OBJECTIF A
D'après le passage sur le droit à l'oubli, pour quelle raison l'administration peut-elle procéder à un rehaussement au titre du premier exercice non prescrit ? Répondez en une à trois phrases.
OBJECTIF B
Reprenez mot pour mot le passage sur le droit à l'oubli, en commençant à « Le droit à l’oubli s’applique également » et en terminant à « le contribuable lui-même. ».

EXTRAIT FOURNI

*****

Le droit à l’oubli s’applique également aux erreurs qui affectent le passif du bilan

Le droit à l’oubli s’applique aux erreurs comptables involontaires nées 7 ans avant le premier exercice non prescrit affectant le passif du bilan qu’elles soient rectifiées par l’administration ou le contribuable lui-même.

Après l’arrêt du Conseil d’Etat (CE, 11 mai 2015, n°370533, 9e et 10e s.-s., SCP A Promotion), venu limiter la portée du droit à l’oubli pour les provisions irrégulières dès l’origine, la Cour administrative d’appel de Lyon, dont la décision est définitive, vient de donner un éclairage favorable sur le champ d’application du « droit à l’oubli » prévu par les dispositions de l’article 38, 4 bis alinéa 2 du CGI.

Sans revenir en détail sur les règles relatives aux principes d’intangibilité du bilan d’ouverture du premier exercice non prescrit et de correction symétrique des bilans que nous avions exposées dans notre article sur la décision du Conseil d’Etat précitée, nous rappellerons que, lorsque l’administration constate des erreurs dans les écritures de bilan, elle doit procéder à une correction symétrique des bilans jusqu’à l’exercice au cours duquel est intervenue l’erreur.

Combiné avec le principe d’intangibilité du bilan d’ouverture du premier exercice non prescrit, le principe de correction symétrique des bilans permet à l’Administration de constater une variation d’actif net au titre de cet exercice et, par conséquent, de procéder à un rehaussement.

*****

DONNÉES SOURCES
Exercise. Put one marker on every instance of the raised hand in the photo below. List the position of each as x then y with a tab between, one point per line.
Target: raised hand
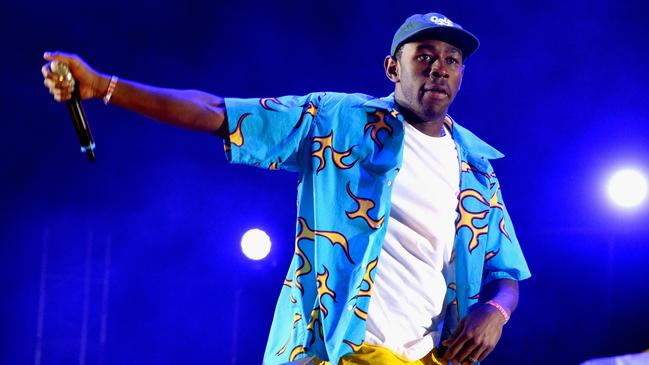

*****

RÉPONSE RÉDIGÉE A
Le principe de correction symétrique des bilans, combiné avec le principe d'intangibilité du bilan d'ouverture du premier exercice non prescrit, permet à l'administration de constater une variation d'actif net au titre de cet exercice. C'est par conséquent ce qui l'autorise à procéder à un rehaussement.

RÉPONSE RÉDIGÉE B
Le droit à l’oubli s’applique également aux erreurs qui affectent le passif du bilan

Le droit à l’oubli s’applique aux erreurs comptables involontaires nées 7 ans avant le premier exercice non prescrit affectant le passif du bilan qu’elles soient rectifiées par l’administration ou le contribuable lui-même.